Work required » Using the loan data analysis below, say whether each statement agrees with it, answering yes or no and quoting the deciding words: 1. The writer was accepted into the Correlation One program. 2. The data has seven columns. 3. Pandas and Matplotlib are among the libraries needed.

━━ Document text ━━

Data Analysis: Loan data
- Loading the libraries
- Number of Loans per State
- Analysing Existing Debt
- Creating Functions:
- Conclusion
In the fourth quarter of 2020 I tried to enrole for a diploma/fellowship at Correlation One. Need less to say, I did not make it. However, I was challenged by one of their enrollement/assesment requirements.
The question that I was required to answer was the following…
How many loans were given for the Carlifornia State?
I kept the .csv data and managed to revisit it. Lets dive in:
Loading the libraries
We will need Pandas, Matplotlib as well as some inbuilt Python functionality.
import pandas as pd
import matplotlib.pyplot as plt
data=pd.read_csv('DS4A_data.csv')
data.head()
RECORD_CREATION_DATE | LOAN_AMOUNT | CREDIT_RANGE | EXISTING_DEBT | AGENT_NOTES | OFFICE_LOCATION | DEFAULTED | |
---|---|---|---|---|---|---|---|
0 | 01May2014:09:24:27.000000 | 2500 | 760-779 | $10,001-$20,000 | NaN | NORTHERN CALIFORNIA | False |
1 | 01May2014:09:48:36.000000 | 2500 | 700-719 | $1-$10,000 | Annual gross income: $25,400 | SOUTHERN CALIFORNIA | False |
2 | 01May2014:10:10:36.000000 | 6300 | 740-759 | $100,000+ | NaN | ARIZONA | True |
3 | 01May2014:10:31:25.000000 | 4300 | 780-799 | $1-$10,000 | Annual gross income: $191,900 | SOUTHERN CALIFORNIA | False |
4 | 01May2014:10:46:54.000000 | 20100 | 780-799 | $90,001-$100,000 | Verified monthly debt payments: $1,700 | SOUTHERN CALIFORNIA | True |
The data has seven columns. My first desire is to see how many states are in this data set.

━━━
━━ Data excerpts ━━

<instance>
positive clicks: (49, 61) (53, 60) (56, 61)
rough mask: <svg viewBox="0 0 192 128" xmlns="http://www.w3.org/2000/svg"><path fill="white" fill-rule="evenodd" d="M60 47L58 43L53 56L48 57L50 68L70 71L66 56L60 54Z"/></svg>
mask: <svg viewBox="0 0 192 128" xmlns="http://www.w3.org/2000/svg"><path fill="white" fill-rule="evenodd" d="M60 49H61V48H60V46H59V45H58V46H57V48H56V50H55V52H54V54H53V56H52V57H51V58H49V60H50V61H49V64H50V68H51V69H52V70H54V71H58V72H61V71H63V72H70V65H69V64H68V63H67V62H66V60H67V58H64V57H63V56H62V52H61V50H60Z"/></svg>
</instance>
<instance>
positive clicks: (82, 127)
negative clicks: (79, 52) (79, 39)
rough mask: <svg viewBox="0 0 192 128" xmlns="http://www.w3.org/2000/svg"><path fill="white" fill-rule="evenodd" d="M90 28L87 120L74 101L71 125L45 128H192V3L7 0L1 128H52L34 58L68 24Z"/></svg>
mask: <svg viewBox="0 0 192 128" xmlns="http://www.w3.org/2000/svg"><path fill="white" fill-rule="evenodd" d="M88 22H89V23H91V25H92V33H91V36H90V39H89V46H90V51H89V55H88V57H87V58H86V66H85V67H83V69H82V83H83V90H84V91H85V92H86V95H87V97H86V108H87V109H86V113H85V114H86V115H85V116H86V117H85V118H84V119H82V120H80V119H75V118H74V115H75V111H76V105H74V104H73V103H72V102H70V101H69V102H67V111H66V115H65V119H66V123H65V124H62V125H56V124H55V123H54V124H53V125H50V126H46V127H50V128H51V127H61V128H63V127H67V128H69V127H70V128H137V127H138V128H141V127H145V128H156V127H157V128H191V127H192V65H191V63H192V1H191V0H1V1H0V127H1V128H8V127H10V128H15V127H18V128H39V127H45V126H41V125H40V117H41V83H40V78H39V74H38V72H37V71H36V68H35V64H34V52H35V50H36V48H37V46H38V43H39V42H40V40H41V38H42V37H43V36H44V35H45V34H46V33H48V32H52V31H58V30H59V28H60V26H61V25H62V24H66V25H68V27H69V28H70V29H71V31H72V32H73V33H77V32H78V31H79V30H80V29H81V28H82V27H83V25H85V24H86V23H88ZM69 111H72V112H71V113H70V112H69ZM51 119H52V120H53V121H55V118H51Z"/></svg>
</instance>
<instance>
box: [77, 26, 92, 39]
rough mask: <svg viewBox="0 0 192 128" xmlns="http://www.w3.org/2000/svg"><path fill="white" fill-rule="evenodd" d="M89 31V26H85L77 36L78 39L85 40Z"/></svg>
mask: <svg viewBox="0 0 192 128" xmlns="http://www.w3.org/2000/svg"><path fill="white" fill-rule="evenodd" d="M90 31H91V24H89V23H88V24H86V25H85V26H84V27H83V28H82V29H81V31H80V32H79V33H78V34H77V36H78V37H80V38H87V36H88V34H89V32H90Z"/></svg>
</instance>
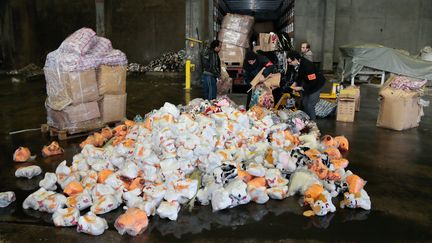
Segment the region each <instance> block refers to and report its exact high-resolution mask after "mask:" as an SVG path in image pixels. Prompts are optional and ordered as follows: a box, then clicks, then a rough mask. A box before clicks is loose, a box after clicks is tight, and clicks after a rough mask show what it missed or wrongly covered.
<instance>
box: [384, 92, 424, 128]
mask: <svg viewBox="0 0 432 243" xmlns="http://www.w3.org/2000/svg"><path fill="white" fill-rule="evenodd" d="M379 95H380V99H381V103H380V109H379V113H378V119H377V124H376V125H377V126H378V127H384V128H389V129H393V130H397V131H402V130H405V129H409V128H413V127H417V126H418V125H419V122H420V118H421V116H422V115H423V113H422V111H423V110H422V107H421V106H420V105H419V100H420V95H419V93H417V92H414V91H403V90H398V89H393V88H391V87H386V88H384V89H382V90H381V91H380V93H379Z"/></svg>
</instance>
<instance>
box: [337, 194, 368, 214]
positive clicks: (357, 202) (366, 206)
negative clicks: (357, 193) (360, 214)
mask: <svg viewBox="0 0 432 243" xmlns="http://www.w3.org/2000/svg"><path fill="white" fill-rule="evenodd" d="M340 207H341V208H344V207H347V208H362V209H364V210H370V209H371V200H370V197H369V195H368V194H367V192H366V191H365V190H364V189H361V190H360V193H359V195H355V194H350V193H349V192H345V193H344V199H343V201H341V202H340Z"/></svg>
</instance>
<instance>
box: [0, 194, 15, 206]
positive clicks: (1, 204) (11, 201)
mask: <svg viewBox="0 0 432 243" xmlns="http://www.w3.org/2000/svg"><path fill="white" fill-rule="evenodd" d="M15 199H16V197H15V193H14V192H0V208H4V207H7V206H9V204H11V203H12V202H13V201H15Z"/></svg>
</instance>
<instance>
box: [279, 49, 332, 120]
mask: <svg viewBox="0 0 432 243" xmlns="http://www.w3.org/2000/svg"><path fill="white" fill-rule="evenodd" d="M287 61H288V64H289V65H291V66H294V70H295V71H296V72H297V73H298V75H297V79H296V81H295V82H294V84H293V85H292V88H293V89H294V90H297V91H301V90H302V91H303V92H302V106H303V108H302V109H303V111H304V112H306V114H308V115H309V117H310V118H311V119H312V120H315V119H316V115H315V106H316V104H317V103H318V101H319V96H320V93H321V90H322V88H323V87H324V84H325V81H326V80H325V78H324V75H322V73H321V72H319V71H318V70H317V69H316V68H315V65H314V64H313V63H312V62H310V61H309V60H307V59H306V58H304V57H301V56H300V54H299V53H298V52H296V51H291V52H288V54H287Z"/></svg>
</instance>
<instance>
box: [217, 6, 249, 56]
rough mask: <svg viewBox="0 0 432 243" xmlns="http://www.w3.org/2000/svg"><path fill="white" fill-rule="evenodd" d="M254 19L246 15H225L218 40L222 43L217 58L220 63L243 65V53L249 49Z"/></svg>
mask: <svg viewBox="0 0 432 243" xmlns="http://www.w3.org/2000/svg"><path fill="white" fill-rule="evenodd" d="M253 25H254V18H253V17H252V16H248V15H240V14H230V13H229V14H227V15H225V17H224V19H223V21H222V26H221V30H220V31H219V36H218V39H219V40H220V41H222V50H221V51H220V52H219V56H220V59H221V61H222V62H225V63H227V64H233V63H236V64H238V65H243V59H244V55H245V51H246V49H247V48H249V47H250V43H249V39H250V36H251V34H252V27H253Z"/></svg>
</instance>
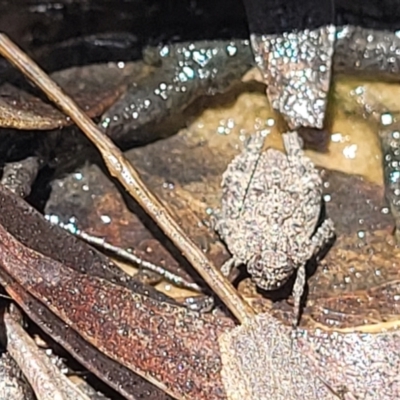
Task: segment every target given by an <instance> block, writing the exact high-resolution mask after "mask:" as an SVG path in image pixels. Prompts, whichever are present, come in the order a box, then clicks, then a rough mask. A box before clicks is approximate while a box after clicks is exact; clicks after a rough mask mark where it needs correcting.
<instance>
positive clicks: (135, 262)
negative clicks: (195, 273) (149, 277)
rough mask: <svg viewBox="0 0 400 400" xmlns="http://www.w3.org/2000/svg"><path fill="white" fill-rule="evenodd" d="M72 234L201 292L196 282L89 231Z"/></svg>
mask: <svg viewBox="0 0 400 400" xmlns="http://www.w3.org/2000/svg"><path fill="white" fill-rule="evenodd" d="M73 234H74V235H75V236H77V237H79V238H81V239H83V240H84V241H85V242H87V243H89V244H92V245H94V246H97V247H100V248H102V249H104V250H107V251H110V252H112V253H114V254H115V255H117V256H118V257H121V258H122V259H124V260H127V261H129V262H131V263H133V264H136V265H137V266H138V267H141V268H143V269H147V270H148V271H152V272H155V273H156V274H158V275H160V276H162V277H163V278H164V279H166V280H167V281H169V282H171V283H173V284H174V285H176V286H179V287H182V288H185V289H190V290H194V291H196V292H201V288H200V286H199V285H197V284H196V283H193V282H189V281H187V280H186V279H184V278H182V277H181V276H179V275H177V274H174V273H173V272H170V271H168V270H166V269H165V268H163V267H161V266H159V265H156V264H153V263H152V262H150V261H146V260H143V258H140V257H138V256H136V255H135V254H132V253H130V252H129V251H127V250H125V249H122V248H121V247H118V246H114V245H112V244H111V243H108V242H106V241H105V239H104V238H100V237H97V236H93V235H90V234H89V233H86V232H83V231H81V230H77V231H74V232H73Z"/></svg>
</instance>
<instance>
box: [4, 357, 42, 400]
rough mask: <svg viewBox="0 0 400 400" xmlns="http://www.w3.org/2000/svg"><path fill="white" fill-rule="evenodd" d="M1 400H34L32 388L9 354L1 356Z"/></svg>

━━━

Reply to the exercise »
1. No: "I did not make it."
2. Yes: "The data has seven columns."
3. Yes: "We will need Pandas, Matplotlib as well as some inbuilt Python functionality."